◆ Verständnis prüfen ◆
- A) Schreiben Sie aus dem Textabschnitt die Stelle von „Sie heben Informationen“ bis einschließlich „ihre negativen Nebenwirkungen.“ wörtlich ab.
- B) Welcher Anteil der Ukrainer ist laut dem Textabschnitt komplett geimpft?

◆ Textabschnitt ◆
Wollen Sie den Ruf eines furchtlosen intellektuellen Helden erwerben, ohne etwas zu riskieren? Es gibt nichts einfacheres! Beschäftigen Sie sich mit der Kritik globaler Trends, die nominal die Ukraine berühren, aber diese faktisch links liegen lässt.
Dieser demonstrative Protest droht mit keinerlei Schwierigkeiten. Sie werden sicher nicht mit Problemen im professionellen Arbeitsfeld konfrontiert werden.
Sie werden überhaupt keine merkbaren Verluste in der Reputation erleiden. Sie werden garantiert nicht zu einem Opfer der Cancel Culture. Doch dafür wird Ihnen der Applaus von Zehntausenden Mitbürgern sicher sein, die Ihren Mut und Ihre Frechheit gutheißen.
Dagegen ist die Durchsetzung der globalen Agenda in der Ukraine sehr oft an reale Schwierigkeiten gekoppelt. Mit realem Widerstand. Mit echter Missbilligung und echtem Unverständnis.
Als krasses Beispiel kann die Covid-19-Pandemie dienen. Im vergangenen Jahr hat sich in der Ukraine eine Schicht von populären Bloggerärzten herausgebildet, die aktiv die weltweiten Ansätze im Kampf mit dem Coronavirus kritisieren, darunter die Massenimpfung.
Sie argumentieren furchtlos über den Irrtum der westlichen Regierungen und die Machenschaften der Pharmaunternehmen.
Sie heben Informationen über die unzureichende Effektivität der Impfstoffe auf den Schild. Richten die Aufmerksamkeit auf ihre negativen Nebenwirkungen.
Propagandieren die Vorteile der natürlichen Immunität.
Auf den ersten Blick fordern die dissidenten Mediziner den Mainstream heraus und demonstrieren ihre intellektuelle Unabhängigkeit.
Jedoch verhalten sich die Dinge in Wahrheit komplett umgekehrt: denn der ukrainische Mainstream ist gegen Impfungen eingestellt. Bescheidene 15 Prozent komplett geimpfte Ukrainer – im Vergleich zu 60-80 Prozent geimpfter Bevölkerung in den westlichen Ländern – sprechen für sich.
In ihrer Masse sind unsere Mitbürger gegenüber der Impfkampagne negativ eingestellt und damit muss man auf der Jagd nach Likes rechnen.

◆ Daten ◆
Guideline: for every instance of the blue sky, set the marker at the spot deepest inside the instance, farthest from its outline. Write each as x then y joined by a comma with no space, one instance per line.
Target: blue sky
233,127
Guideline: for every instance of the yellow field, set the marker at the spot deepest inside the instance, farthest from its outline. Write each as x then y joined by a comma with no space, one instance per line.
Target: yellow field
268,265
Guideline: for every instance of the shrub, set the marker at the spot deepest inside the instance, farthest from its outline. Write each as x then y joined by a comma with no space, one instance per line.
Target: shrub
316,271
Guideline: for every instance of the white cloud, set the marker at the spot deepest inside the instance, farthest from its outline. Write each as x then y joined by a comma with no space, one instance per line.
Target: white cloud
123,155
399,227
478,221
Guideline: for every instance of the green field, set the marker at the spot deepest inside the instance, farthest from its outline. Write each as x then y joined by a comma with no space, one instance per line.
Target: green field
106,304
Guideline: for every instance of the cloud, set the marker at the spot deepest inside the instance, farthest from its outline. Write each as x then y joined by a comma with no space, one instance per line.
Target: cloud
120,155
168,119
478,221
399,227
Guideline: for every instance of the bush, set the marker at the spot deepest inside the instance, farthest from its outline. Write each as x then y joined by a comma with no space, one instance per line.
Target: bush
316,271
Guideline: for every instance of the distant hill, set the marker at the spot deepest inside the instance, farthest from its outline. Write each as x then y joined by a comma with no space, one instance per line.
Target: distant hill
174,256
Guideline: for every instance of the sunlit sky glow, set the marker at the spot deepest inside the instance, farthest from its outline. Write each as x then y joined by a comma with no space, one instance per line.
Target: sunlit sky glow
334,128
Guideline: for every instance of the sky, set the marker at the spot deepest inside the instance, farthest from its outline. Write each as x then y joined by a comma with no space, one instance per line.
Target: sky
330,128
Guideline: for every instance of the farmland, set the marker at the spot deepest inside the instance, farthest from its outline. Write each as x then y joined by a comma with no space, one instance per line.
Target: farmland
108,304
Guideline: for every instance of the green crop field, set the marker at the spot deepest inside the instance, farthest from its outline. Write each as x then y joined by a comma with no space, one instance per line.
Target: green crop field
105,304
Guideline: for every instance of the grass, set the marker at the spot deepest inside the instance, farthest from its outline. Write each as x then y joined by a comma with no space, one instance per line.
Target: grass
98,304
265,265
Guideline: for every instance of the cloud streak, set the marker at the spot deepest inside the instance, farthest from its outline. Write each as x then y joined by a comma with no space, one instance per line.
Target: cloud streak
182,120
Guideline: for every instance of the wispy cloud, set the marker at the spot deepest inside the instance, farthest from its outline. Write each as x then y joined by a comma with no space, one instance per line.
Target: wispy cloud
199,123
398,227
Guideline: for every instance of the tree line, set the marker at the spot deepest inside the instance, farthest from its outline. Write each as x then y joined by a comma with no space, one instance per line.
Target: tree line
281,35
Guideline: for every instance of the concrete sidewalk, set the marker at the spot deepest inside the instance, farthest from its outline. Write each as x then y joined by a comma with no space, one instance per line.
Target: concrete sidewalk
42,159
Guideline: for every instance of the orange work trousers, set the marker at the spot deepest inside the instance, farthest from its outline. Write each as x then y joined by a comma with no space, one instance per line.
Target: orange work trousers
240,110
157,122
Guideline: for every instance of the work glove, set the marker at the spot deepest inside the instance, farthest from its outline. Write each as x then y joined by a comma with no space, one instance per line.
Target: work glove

◆ Antworten ◆
- A)
Sie heben Informationen über die unzureichende Effektivität der Impfstoffe auf den Schild. Richten die Aufmerksamkeit auf ihre negativen Nebenwirkungen.

- B) Bescheidene 15 Prozent.